* [Document text]:
== == ==

Pleiotropic effects of CXC chemokines in gastric carcinoma: differences in CXCL8 and CXCL1 expression between diffuse and intestinal types of gastric carcinoma


Dr Matthias Eck, Institut für Pathologie, Josef-Schneiderstr. 2, D-97080 Würzburg, Germany.


CXC chemokines modulate host immunity, neovascularization, growth and invasive behaviour of tumours. Despite their relevance in tumour biology, chemokine expression in intestinal- and diffuse-type gastric carcinoma, which exhibit a completely different growth pattern, has not been investigated in detail. In this study, expression of the CXC chemokines CXCL8 [interleukin (IL)-8], CXCL1 [growth-related oncogene alpha (Groα)], CXCL9 [monokine induced by interferon (IFN)-γ] and CXCL10 [IFN-γ-inducible protein-10 (IP-10)] and the corresponding chemokine receptors CXCR1–3 was investigated by immunohistochemistry in intestinal- and diffuse-type gastric carcinoma. Tumour cells of all patients expressed CXCL8. CXCL8 expression was significantly stronger in tumour cells of diffuse- rather than intestinal-type gastric carcinoma (P < 0·01) as determined by a semiquantitative score. CXCL1 was expressed almost exclusively by diffuse- but not intestinal-type carcinoma cells. The corresponding chemokine receptors, CXCR1 and CXCR2, were found on carcinoma cells. Furthermore, CXCL8 expression correlated with number of tumour vessels (P < 0·01), suggesting an angiogenetic function in gastric carcinoma not only in vitro but also in vivo. CXCL10 and CXCL9, attractants for T cells, were expressed by peritumorous macrophages in close proximity to IFN-γ-producing CXCR3-positive T cells in both tumour types. These chemokines may attract gastric carcinoma-infiltrating T cells via an IFN-γ-mediated pathway and enhance host immunity against the tumour. In gastric carcinoma a complex interplay between CXC-chemokine signals derived from both tumour cells and tumour-infiltrating immune cells may exhibit pleiotropic effects in tumour biology that go far beyond their originally described functions as leucocyte chemoattractants. Because CXCL8 and CXCL1, which are known to increase growth and invasive behaviour of malignant tumours, are significantly stronger expressed in diffuse- than intestinal-type gastric carcinoma, one may speculate that these chemokines influence the different growth pattern of gastric carcinoma types.

== == ==

* [Records provided]:

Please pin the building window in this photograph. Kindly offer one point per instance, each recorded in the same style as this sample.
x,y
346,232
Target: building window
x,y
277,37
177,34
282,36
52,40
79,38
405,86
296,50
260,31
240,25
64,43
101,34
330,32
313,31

== == ==

* [Required work]:
- a) For each statement, say yes or no as to whether the gastric carcinoma abstract supports it, and quote the words that decide it. (i) CXCL1 was expressed almost exclusively by intestinal-type carcinoma cells. (ii) Tumour cells of every patient expressed CXCL8. (iii) Peritumorous macrophages expressed CXCL10 and CXCL9.
- b) Reproduce the gastric carcinoma abstract word for word from "Pleiotropic effects of" up to and including "D-97080 Würzburg, Germany.".
- c) In the gastric carcinoma abstract, what did CXCL8 expression correlate with?
The records play no part in the work on the gastric carcinoma abstract.

* [Per-task answers]:
- a)
(i) No: "CXCL1 was expressed almost exclusively by diffuse- but not intestinal-type carcinoma cells."
(ii) Yes: "Tumour cells of all patients expressed CXCL8."
(iii) Yes: "CXCL10 and CXCL9, attractants for T cells, were expressed by peritumorous macrophages"

- b)
Pleiotropic effects of CXC chemokines in gastric carcinoma: differences in CXCL8 and CXCL1 expression between diffuse and intestinal types of gastric carcinoma


Dr Matthias Eck, Institut für Pathologie, Josef-Schneiderstr. 2, D-97080 Würzburg, Germany.

- c) The number of tumour vessels (P < 0·01).